Task details
Give back the line where "the spider, given" appears and all the lines after it until the listing ends, unchanged and with nothing else.

Input for this task
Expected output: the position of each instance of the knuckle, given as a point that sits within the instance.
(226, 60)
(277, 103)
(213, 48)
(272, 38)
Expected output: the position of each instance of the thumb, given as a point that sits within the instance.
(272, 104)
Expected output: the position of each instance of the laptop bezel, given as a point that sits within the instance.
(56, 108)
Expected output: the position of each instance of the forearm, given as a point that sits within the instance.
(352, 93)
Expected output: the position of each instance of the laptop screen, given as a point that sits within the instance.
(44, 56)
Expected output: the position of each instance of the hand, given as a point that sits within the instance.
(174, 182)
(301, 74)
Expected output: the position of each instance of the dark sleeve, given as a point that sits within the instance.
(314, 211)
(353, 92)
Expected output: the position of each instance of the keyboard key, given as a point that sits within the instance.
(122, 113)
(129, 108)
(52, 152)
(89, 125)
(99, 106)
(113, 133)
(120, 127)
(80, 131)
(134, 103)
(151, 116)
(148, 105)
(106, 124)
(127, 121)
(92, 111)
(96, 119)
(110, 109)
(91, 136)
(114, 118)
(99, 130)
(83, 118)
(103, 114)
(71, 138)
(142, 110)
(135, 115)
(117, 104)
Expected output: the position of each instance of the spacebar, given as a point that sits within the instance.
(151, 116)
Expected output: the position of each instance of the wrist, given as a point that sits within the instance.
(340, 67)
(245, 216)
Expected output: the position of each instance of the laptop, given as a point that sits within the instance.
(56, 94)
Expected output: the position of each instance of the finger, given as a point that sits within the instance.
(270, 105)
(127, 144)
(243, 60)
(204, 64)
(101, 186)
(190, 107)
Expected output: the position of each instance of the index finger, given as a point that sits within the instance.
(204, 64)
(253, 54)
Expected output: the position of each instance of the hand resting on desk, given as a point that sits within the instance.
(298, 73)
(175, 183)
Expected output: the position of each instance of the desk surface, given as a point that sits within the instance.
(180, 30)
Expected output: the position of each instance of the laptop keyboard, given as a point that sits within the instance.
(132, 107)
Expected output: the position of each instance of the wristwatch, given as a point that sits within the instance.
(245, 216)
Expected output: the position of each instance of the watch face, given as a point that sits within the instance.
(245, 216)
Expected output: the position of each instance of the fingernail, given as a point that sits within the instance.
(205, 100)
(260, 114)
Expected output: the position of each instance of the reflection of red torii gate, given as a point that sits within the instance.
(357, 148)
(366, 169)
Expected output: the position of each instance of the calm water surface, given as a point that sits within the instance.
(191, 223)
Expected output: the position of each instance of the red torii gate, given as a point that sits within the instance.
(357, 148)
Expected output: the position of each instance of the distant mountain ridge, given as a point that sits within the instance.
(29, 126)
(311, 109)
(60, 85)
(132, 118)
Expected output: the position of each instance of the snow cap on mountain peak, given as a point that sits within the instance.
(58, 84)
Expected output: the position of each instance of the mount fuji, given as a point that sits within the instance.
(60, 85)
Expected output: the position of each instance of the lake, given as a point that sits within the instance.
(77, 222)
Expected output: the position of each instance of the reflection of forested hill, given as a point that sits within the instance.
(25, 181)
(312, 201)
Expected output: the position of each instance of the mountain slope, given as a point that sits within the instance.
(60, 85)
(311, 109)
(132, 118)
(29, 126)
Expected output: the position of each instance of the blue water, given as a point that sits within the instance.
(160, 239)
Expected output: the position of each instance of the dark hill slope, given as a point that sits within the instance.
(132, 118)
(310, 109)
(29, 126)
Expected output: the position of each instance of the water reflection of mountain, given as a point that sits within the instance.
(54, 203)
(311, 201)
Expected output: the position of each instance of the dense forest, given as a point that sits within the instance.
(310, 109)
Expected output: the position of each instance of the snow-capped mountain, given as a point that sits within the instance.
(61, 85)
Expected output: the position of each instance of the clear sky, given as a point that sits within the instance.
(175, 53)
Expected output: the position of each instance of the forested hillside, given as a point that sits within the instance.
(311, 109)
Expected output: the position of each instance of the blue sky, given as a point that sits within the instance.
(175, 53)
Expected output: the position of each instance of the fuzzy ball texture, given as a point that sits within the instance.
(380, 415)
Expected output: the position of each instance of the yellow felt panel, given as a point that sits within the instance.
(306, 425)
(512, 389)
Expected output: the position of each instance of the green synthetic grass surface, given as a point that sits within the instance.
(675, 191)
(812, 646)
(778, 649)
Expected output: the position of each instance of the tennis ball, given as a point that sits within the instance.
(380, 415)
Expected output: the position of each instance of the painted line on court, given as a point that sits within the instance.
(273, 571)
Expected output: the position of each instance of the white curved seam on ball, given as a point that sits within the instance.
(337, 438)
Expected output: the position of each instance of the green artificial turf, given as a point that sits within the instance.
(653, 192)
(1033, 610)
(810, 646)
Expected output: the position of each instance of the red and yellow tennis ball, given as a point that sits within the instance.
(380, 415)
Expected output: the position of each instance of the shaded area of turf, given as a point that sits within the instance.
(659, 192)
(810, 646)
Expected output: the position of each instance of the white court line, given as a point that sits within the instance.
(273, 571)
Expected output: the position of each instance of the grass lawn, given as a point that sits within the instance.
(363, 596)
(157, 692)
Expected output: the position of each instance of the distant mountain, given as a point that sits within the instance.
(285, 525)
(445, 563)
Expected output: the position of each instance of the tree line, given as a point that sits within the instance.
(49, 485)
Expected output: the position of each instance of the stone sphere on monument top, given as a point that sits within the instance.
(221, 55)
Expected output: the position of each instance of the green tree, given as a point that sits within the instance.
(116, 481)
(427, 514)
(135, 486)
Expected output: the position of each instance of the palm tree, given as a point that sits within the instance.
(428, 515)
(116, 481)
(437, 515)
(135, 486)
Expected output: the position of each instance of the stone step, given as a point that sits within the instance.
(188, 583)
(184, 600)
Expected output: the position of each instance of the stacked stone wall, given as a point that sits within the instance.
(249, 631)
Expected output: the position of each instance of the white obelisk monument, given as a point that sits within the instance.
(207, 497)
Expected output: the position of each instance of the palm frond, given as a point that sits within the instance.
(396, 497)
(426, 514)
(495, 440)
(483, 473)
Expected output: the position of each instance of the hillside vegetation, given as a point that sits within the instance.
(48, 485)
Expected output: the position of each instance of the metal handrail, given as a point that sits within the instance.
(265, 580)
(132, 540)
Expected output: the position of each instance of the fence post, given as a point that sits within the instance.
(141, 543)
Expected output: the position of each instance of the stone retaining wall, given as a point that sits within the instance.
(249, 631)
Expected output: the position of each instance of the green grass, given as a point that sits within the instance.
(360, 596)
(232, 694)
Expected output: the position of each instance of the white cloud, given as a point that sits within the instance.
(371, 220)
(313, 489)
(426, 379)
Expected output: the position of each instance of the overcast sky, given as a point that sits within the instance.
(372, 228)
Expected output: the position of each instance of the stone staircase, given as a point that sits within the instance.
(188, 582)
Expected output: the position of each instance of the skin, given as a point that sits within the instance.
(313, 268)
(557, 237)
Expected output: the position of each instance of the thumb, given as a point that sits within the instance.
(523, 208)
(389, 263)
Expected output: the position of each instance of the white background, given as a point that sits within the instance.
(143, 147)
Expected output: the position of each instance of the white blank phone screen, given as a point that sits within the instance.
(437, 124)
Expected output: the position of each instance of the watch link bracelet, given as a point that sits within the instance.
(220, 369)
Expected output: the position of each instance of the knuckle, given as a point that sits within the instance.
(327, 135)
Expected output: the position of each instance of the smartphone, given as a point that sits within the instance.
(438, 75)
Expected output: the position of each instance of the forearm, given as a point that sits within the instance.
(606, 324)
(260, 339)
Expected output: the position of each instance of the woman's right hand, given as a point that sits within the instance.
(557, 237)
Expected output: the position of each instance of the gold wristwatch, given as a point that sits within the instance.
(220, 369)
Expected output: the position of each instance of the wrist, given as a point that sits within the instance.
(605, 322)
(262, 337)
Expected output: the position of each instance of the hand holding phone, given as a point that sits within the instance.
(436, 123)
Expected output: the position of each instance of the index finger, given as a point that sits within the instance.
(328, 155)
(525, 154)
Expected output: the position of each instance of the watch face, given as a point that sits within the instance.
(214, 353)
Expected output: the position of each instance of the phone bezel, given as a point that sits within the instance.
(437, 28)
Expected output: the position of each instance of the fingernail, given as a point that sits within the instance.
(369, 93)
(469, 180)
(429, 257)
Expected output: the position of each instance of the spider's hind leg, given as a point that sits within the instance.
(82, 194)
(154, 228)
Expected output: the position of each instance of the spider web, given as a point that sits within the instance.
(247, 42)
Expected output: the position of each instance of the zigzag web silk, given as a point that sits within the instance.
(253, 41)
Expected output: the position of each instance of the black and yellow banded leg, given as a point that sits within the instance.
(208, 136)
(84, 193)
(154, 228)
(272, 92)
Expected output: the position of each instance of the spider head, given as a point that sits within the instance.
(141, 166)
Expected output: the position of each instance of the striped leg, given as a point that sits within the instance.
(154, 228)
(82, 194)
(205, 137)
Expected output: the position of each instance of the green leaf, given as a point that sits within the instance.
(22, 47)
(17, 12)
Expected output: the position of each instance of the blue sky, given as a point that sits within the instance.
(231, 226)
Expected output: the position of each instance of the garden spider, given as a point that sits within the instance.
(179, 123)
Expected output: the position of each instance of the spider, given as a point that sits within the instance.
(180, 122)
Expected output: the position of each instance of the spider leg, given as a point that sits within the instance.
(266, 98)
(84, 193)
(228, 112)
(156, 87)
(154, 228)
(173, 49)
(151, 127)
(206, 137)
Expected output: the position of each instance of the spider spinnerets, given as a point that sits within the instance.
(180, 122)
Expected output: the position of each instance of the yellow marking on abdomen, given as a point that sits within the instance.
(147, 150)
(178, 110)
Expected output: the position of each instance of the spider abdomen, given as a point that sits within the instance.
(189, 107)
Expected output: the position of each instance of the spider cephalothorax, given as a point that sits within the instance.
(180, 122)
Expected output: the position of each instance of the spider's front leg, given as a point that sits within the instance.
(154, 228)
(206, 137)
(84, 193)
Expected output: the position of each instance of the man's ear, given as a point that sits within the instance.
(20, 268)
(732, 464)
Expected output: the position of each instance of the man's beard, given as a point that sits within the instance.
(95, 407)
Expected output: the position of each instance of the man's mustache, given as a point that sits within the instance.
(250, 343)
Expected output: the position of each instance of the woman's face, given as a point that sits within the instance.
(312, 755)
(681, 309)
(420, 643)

Complete response
Expected output: the position of each instance of the spider, given as a point that sits within the instance.
(180, 122)
Expected output: the position of each instance of the spider leg, given as a point that sits within the instance.
(266, 98)
(84, 193)
(228, 112)
(156, 87)
(154, 228)
(173, 49)
(151, 127)
(206, 137)
Expected output: the position of each instance of the spider spinnerets, given as a point that sits within the instance.
(180, 122)
Expected output: the position of each instance of the yellow marking on abdomen, given as a point that sits within the instance.
(147, 150)
(178, 110)
Expected output: the position of each instance of the spider abdomen, given as a point that sits within the instance.
(189, 107)
Expected output: the position of each instance of the spider cephalothorax, given as a point that sits within the instance.
(180, 122)
Expected output: the position of each instance of the spider's front leg, given as a point that sits within the instance.
(154, 228)
(206, 137)
(84, 193)
Expected output: the position of each instance of the man's ear, given as a point that sits within the instance.
(20, 268)
(732, 464)
Expected output: the position of each instance of the man's beard, given as a point that sits within the instance.
(95, 407)
Expected output: the position of each instance of the man's mustache, given as a point that sits within the instance.
(250, 343)
Expected output: the position of each instance of the woman's face, given as a point that sits within the instance.
(312, 755)
(681, 309)
(420, 643)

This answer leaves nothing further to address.